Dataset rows
▽

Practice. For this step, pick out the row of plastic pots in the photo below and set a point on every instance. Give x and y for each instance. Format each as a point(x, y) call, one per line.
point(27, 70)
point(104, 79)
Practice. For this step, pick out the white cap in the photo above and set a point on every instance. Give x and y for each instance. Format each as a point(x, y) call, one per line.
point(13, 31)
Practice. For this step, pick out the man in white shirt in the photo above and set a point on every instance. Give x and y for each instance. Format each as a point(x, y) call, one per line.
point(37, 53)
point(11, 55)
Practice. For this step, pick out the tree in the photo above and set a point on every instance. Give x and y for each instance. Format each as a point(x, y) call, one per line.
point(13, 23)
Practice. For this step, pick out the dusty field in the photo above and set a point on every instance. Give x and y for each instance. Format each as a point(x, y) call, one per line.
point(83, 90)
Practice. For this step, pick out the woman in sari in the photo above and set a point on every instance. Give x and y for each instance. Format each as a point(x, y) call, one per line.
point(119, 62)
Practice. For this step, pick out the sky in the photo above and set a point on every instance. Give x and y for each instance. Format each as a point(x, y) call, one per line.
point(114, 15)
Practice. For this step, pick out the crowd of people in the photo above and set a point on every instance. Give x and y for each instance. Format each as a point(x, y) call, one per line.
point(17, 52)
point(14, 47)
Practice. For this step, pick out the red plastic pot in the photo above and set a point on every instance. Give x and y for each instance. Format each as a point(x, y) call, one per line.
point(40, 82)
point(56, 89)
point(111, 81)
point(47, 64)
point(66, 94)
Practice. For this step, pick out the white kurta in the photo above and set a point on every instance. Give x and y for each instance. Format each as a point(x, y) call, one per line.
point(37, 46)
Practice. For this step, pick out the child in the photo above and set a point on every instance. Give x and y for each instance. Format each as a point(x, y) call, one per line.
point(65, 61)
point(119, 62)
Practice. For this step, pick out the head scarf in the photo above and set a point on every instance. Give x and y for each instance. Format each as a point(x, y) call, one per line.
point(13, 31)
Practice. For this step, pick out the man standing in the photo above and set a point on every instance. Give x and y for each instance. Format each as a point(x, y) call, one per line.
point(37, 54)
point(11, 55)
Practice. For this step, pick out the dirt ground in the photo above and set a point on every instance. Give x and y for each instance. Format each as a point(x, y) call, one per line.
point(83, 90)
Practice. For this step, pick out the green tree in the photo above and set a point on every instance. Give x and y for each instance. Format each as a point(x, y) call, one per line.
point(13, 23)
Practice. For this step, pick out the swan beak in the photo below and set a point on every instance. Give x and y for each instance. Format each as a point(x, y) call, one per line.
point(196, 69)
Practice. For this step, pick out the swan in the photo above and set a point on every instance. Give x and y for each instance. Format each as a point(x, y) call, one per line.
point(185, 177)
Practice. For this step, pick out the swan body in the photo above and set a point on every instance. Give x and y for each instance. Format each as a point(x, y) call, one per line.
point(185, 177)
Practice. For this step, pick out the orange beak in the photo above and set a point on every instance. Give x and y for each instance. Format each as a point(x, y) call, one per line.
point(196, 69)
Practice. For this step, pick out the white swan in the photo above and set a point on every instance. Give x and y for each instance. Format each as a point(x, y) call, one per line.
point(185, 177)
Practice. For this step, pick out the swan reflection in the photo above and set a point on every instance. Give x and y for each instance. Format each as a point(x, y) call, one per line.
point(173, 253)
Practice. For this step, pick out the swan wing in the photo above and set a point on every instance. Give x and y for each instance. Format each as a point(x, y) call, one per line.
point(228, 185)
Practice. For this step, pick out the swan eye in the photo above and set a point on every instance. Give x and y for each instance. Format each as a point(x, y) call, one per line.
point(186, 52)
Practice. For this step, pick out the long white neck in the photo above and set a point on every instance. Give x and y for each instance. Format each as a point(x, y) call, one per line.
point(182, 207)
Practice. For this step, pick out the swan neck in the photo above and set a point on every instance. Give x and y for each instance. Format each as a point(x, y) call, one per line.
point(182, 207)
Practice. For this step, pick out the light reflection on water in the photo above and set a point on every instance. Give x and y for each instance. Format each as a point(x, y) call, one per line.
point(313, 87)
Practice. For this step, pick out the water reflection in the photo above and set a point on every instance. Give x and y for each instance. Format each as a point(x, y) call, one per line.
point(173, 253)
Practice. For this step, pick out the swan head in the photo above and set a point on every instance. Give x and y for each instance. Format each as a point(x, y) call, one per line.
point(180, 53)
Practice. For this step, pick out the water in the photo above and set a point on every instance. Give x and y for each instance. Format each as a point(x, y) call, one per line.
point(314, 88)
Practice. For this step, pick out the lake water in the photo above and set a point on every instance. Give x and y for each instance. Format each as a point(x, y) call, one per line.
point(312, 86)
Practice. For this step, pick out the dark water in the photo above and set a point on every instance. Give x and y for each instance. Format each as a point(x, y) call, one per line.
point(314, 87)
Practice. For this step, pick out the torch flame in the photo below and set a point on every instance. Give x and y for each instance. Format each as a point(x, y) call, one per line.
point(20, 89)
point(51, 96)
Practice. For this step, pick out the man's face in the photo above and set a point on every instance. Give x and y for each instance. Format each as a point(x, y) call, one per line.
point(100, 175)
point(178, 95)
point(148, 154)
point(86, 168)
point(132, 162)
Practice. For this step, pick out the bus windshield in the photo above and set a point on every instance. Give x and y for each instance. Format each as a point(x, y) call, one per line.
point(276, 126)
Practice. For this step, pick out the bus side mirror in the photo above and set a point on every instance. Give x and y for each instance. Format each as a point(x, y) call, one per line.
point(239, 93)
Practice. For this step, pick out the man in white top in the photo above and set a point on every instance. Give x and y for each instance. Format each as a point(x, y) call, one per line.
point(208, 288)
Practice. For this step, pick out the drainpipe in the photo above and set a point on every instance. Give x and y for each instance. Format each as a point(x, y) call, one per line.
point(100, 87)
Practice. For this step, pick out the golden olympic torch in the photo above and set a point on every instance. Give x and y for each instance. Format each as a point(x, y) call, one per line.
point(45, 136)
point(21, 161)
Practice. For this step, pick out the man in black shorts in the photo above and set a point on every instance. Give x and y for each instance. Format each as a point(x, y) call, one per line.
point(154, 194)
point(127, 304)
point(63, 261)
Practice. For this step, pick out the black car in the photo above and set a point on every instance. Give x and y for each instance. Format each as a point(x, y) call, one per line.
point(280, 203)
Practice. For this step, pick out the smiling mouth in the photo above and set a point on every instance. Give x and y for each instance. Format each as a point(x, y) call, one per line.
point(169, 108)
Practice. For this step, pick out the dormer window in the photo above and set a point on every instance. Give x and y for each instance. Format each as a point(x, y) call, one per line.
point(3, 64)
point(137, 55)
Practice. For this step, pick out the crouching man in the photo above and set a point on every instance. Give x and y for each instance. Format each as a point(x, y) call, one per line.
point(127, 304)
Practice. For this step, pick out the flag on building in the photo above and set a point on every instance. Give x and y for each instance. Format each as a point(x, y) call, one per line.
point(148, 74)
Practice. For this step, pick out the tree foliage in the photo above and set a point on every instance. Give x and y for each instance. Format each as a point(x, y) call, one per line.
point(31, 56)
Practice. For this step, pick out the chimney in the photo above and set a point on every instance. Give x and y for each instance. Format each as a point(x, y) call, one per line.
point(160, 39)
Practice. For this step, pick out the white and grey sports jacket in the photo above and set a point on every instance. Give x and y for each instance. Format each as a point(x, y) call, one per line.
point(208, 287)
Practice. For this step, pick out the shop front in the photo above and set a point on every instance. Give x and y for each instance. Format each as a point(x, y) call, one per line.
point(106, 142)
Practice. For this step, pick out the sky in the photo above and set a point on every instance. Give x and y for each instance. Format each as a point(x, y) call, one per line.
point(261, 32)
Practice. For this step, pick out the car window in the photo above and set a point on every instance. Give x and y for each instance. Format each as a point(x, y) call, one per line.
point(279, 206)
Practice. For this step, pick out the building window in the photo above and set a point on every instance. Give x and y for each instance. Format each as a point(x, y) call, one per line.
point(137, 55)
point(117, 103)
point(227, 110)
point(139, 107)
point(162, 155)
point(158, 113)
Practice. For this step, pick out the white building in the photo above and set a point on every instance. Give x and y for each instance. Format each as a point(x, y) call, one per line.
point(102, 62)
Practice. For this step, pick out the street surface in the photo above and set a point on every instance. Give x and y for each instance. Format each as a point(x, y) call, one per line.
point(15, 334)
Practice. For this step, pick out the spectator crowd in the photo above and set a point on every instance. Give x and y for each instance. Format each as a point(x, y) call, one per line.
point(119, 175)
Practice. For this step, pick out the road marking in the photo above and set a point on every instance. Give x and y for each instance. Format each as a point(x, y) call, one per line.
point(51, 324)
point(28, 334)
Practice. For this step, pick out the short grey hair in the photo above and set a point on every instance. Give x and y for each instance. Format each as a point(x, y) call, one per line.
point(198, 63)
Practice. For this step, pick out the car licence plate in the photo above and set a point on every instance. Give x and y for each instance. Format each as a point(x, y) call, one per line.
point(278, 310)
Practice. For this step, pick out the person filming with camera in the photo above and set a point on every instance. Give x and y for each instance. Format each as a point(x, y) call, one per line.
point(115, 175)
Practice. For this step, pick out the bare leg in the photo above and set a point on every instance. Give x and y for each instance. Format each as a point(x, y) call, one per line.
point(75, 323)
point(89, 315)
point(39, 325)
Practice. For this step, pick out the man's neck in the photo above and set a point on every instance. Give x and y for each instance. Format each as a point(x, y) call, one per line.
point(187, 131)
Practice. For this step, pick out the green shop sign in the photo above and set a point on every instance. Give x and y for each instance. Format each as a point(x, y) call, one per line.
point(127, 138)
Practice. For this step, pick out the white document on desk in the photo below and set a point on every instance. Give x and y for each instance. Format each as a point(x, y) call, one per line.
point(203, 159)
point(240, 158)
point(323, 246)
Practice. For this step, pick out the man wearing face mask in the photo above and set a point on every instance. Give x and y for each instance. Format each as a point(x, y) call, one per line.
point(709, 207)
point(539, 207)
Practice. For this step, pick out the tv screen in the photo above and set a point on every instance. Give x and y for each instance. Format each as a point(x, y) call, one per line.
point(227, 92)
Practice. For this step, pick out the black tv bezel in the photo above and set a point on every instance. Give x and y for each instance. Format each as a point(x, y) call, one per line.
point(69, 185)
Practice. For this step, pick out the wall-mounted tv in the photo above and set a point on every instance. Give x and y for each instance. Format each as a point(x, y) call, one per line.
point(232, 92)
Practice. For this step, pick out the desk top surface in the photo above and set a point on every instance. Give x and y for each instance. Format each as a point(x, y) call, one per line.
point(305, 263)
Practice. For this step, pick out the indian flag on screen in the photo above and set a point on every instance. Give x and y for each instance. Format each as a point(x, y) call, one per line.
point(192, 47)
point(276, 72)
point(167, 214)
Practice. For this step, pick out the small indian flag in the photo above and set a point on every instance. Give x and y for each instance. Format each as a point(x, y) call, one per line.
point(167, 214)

△

Turn the lines starting with the one that contains "Practice. For this step, pick out the man wearing" and going on through the one that contains "point(305, 263)" into a JSON list of strings, with one string per line and any blank lines left out.

[
  "Practice. For this step, pick out the man wearing face mask in the photo above and set a point on every instance. Give x and y for each instance. Format each as a point(x, y) call, one per line.",
  "point(709, 207)",
  "point(539, 207)",
  "Practice. For this step, pick out the tv screen in the photo above and set a point on every instance. Give x and y for each instance. Format each as a point(x, y) call, one per line.",
  "point(227, 92)",
  "Practice. For this step, pick out the black tv bezel in the photo above and set a point on every instance. Give x and y for each instance. Format each as a point(x, y) call, one per line.",
  "point(69, 185)",
  "Practice. For this step, pick out the wall-mounted tv in the photo above and set a point on every instance. Give x and y for each instance. Format each as a point(x, y) call, one per line.",
  "point(232, 92)",
  "Practice. For this step, pick out the desk top surface in the photo above and set a point on every instance. Give x and y for each instance. Format each as a point(x, y) call, one per line.",
  "point(305, 263)"
]